(Excerpts from a point labeling dataset)
— BEGIN —

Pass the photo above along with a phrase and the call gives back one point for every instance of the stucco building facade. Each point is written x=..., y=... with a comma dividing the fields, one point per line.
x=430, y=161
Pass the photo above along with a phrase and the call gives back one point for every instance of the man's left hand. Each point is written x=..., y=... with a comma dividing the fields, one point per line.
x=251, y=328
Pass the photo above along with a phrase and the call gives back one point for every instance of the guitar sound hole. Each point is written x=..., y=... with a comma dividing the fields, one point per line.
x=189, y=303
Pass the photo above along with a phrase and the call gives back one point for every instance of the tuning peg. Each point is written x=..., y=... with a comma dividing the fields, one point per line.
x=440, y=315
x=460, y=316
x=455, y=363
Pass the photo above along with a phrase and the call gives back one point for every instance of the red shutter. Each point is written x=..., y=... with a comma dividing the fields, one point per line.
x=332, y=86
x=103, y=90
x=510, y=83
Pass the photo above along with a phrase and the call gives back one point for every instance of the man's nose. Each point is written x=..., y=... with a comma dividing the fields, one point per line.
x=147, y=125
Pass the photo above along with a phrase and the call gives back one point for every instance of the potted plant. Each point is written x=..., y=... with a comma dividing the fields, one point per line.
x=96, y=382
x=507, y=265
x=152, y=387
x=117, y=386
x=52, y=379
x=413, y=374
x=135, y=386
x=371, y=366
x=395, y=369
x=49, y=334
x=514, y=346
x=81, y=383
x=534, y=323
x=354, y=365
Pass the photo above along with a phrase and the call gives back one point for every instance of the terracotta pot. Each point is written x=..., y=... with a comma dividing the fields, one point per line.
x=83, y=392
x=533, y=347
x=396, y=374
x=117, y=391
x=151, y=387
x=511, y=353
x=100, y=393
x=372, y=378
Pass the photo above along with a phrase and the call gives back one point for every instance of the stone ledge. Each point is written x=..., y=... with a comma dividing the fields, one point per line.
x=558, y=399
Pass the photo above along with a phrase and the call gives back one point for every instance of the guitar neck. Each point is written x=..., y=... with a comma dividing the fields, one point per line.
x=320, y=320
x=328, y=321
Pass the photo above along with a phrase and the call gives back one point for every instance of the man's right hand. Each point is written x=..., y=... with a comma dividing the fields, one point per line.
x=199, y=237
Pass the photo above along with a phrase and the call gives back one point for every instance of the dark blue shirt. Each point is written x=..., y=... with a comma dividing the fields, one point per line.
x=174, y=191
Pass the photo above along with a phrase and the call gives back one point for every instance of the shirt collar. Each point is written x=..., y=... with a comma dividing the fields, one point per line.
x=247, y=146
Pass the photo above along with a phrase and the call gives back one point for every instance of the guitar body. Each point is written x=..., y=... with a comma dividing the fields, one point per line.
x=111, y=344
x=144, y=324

— END —

## WHAT THE EXERCISE ASKS
Turn every line of the items above into a JSON list of strings, with one string per line and no blank lines.

## TASK RESULT
[
  "Pass the photo above along with a phrase and the call gives back one point for every instance of the stucco building facade. Each point is written x=..., y=... with a comma dividing the fields, one point per line.",
  "x=430, y=161",
  "Pass the photo above along with a phrase and the call gives back one point for every instance of the man's left hand. Each point is written x=..., y=... with a comma dividing the fields, one point per line.",
  "x=251, y=328",
  "Pass the photo above along with a phrase and the call gives back one point for every instance of the guitar sound hole. Each point is written x=..., y=... with a comma dividing the fields, one point per line.",
  "x=189, y=303",
  "Pass the photo above along with a phrase and the call gives back one point for every instance of the tuning peg. Each point is written x=..., y=... with a comma dividing the fields, one point per line.",
  "x=440, y=315",
  "x=460, y=316",
  "x=455, y=363",
  "Pass the photo above along with a phrase and the call gives back one point for every instance of the red shutter. Each point is written x=..., y=... with a comma dividing the fields, one point per line.",
  "x=332, y=86",
  "x=103, y=90",
  "x=510, y=83",
  "Pass the photo above along with a phrase and the call gives back one point for every instance of the man's nose. Each point is written x=..., y=... with a comma dividing the fields, one point per line.",
  "x=147, y=125",
  "Pass the photo above along with a phrase and the call gives back one point for every instance of the potted plant. Each point is written x=..., y=... with a comma dividing the fields, one point per line.",
  "x=96, y=382",
  "x=507, y=265",
  "x=152, y=387",
  "x=117, y=386",
  "x=52, y=379",
  "x=413, y=374",
  "x=135, y=386",
  "x=371, y=366",
  "x=395, y=369",
  "x=49, y=334",
  "x=514, y=346",
  "x=81, y=383",
  "x=534, y=323",
  "x=354, y=365",
  "Pass the photo above along with a phrase and the call gives back one point for every instance of the terracotta pot. Each point is written x=..., y=... with a comma dividing the fields, one point per line.",
  "x=83, y=392",
  "x=533, y=347",
  "x=396, y=374",
  "x=117, y=391",
  "x=151, y=387",
  "x=511, y=353",
  "x=100, y=393",
  "x=372, y=378",
  "Pass the photo above along with a phrase and the call gives back one point for every instance of the stone ledge. Each point is written x=..., y=... with a comma dividing the fields, one point per line.",
  "x=558, y=399",
  "Pass the photo above along with a phrase and the call gives back one point for every instance of the guitar neck. Each point is written x=..., y=... with a comma dividing the fields, one point per line.",
  "x=320, y=320",
  "x=328, y=321",
  "Pass the photo above along with a phrase and the call gives back one point for every instance of the man's right hand. Each point is written x=..., y=... with a comma dividing the fields, one point per line.",
  "x=199, y=237",
  "Pass the photo above along with a phrase and the call gives back one point for every instance of the dark blue shirt. Each point is written x=..., y=... with a comma dividing the fields, one point per line.",
  "x=174, y=191",
  "Pass the photo above along with a phrase and the call gives back one point for every instance of the shirt collar. Each point is written x=..., y=... with a comma dividing the fields, one point per line.",
  "x=247, y=146",
  "Pass the photo above along with a phrase and the call gives back one point for every instance of the guitar body. Each point is written x=..., y=... with a comma dividing the fields, one point per line.",
  "x=111, y=344",
  "x=144, y=324"
]